» WHAT IS REQUIRED:
Recast every item below as a numbered list, one line per entry, leaving out blank lines and the pictures.

----- PROVIDED ENTRIES

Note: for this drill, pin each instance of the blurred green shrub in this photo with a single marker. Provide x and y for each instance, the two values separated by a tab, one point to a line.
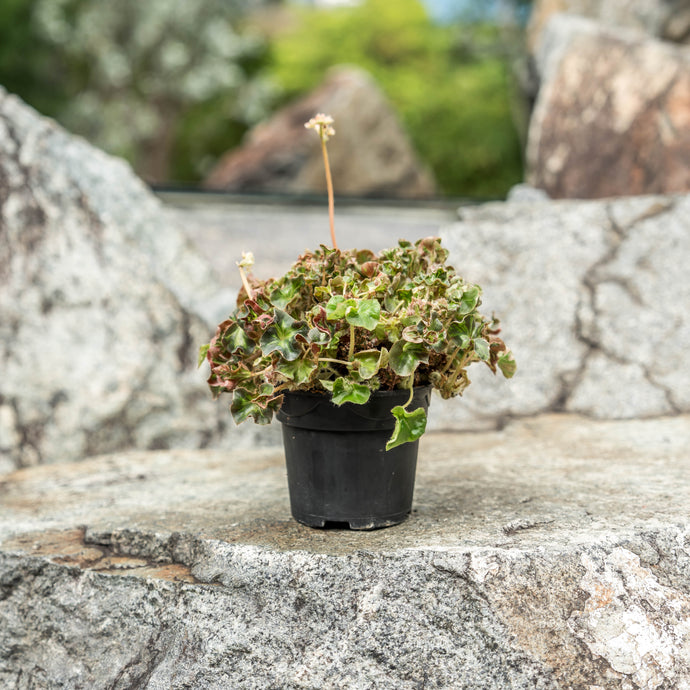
449	84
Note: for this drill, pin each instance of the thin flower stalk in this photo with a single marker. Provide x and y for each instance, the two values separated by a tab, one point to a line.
323	126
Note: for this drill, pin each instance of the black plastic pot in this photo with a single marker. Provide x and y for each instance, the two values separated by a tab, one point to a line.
339	472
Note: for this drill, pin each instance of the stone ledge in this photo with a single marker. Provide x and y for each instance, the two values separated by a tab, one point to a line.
553	553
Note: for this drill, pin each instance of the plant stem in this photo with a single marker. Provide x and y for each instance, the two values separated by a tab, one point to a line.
409	400
329	185
450	360
245	282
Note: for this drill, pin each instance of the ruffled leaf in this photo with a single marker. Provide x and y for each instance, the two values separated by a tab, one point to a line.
345	390
405	357
409	426
282	336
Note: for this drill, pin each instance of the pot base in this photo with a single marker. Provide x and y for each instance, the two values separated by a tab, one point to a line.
339	472
355	523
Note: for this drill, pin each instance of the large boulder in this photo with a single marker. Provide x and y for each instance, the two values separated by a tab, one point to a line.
593	296
550	554
665	19
369	156
612	113
99	305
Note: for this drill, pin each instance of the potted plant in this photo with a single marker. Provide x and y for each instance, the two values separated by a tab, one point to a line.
345	349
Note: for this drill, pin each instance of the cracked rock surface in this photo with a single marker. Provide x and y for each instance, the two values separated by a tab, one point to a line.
554	553
593	298
100	294
611	115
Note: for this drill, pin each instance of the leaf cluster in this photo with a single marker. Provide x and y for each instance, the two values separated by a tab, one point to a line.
348	322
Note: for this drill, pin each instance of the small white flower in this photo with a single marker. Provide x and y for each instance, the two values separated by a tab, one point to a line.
322	124
247	260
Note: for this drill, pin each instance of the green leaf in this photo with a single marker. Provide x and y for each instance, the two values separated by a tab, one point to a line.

----------

» FULL SOLUTION:
1. Note: for this drill, pin each instance of the blurred green shrub in this photo with a single marker. Provide x and y for each instance, the two values separated by a tab, one point to a line.
2. 449	84
3. Note: for this drill, pin each instance of the thin flower stalk in this photo with a single marker. Provide x and y for each instance, the two values separated by a tab, one point to a line.
4. 323	126
5. Note: for this drill, pin each instance of the black plastic pot in this photo with a single marker. Provide x and y for each instance, the two values separated by a tab, one point to a line.
6. 339	472
7. Note: for this drill, pin each instance of the stone ledge in this photo with a single marker. Provide x and y for each instance, the two values separated by a tab, one point to a line.
8. 553	553
9. Note: for this drill, pin each instance of the plant stem in this photo with a single marker. Provide x and y for each instance, the two values separated by a tab, one point to a line.
10. 409	400
11. 329	185
12. 450	360
13. 245	282
14. Note: for this drill, pin each instance of the ruffled leaf in this photo with a single marker. Provide x and y for each instance, the two values separated by a tab, one point to a line.
15. 345	390
16. 405	357
17. 409	426
18. 282	336
19. Note: for this drill, pin each instance of the pot base in this photo with a single marker. Provide x and y for each instance, the two values separated by a tab, one point to a line.
20. 339	472
21. 355	523
22. Note: for this drill, pin each instance of the large boulder in this photo with a single marker. Provide x and y for each instance, the two values separated by a tab, one point to a line.
23. 593	296
24. 550	554
25. 665	19
26. 369	156
27. 612	113
28. 99	305
29. Note: for this drill, pin each instance of the potted plant in this photo with a single marker. Provide x and y for each instance, the two values separated by a tab, one point to a line.
30. 345	349
31. Note: for this drill, pin each instance of the cracked rock surface in this photo with a single marker. Provide x and y for each instance, the two values separated by a tab, one point to a line.
32. 554	553
33. 593	298
34. 100	294
35. 611	115
36. Note: for this drill, pin each instance of the leaf cluster in this photo with a single marker. Provide x and y for each instance, the two values separated by a tab, one point to a line.
37. 348	322
38. Note: for this drill, pin each instance of the small white flower in this photo with a single marker. Provide x and y for each instance, the two values separated by a tab, one point to a line.
39. 322	124
40. 247	260
41. Note: for this drill, pin each instance of the green leaf in this photo with a single marker. Provide x and y for each instance, the two values separated by a tab, one point to a line.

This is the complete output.